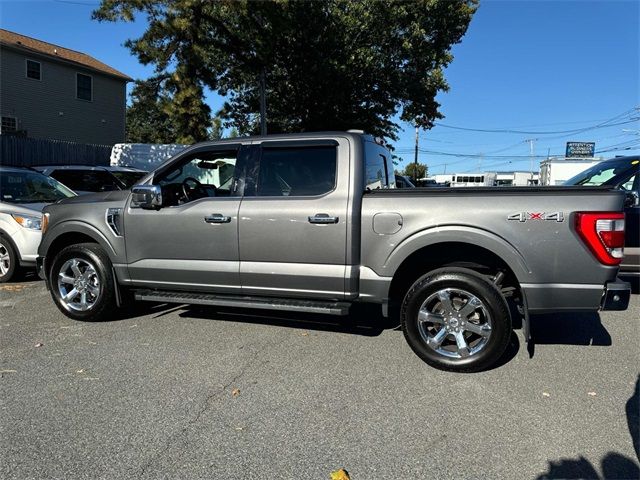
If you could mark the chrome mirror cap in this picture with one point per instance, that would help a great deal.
(146, 196)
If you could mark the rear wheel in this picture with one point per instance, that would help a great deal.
(8, 260)
(455, 319)
(82, 285)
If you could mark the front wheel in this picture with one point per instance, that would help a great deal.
(82, 285)
(8, 260)
(455, 319)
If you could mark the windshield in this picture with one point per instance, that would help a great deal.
(608, 172)
(31, 187)
(82, 180)
(129, 179)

· · · · ·

◆ TASK REQUIREMENTS: Output the stretch from the line containing "If you could mark the windshield" through the end of the items as a numbered list, leaving out any blank lines.

◆ EXERCISE SOLUTION:
1. If you could mark the windshield in this picture with one point per instance, that would help a great deal.
2. (608, 172)
3. (31, 187)
4. (82, 180)
5. (129, 179)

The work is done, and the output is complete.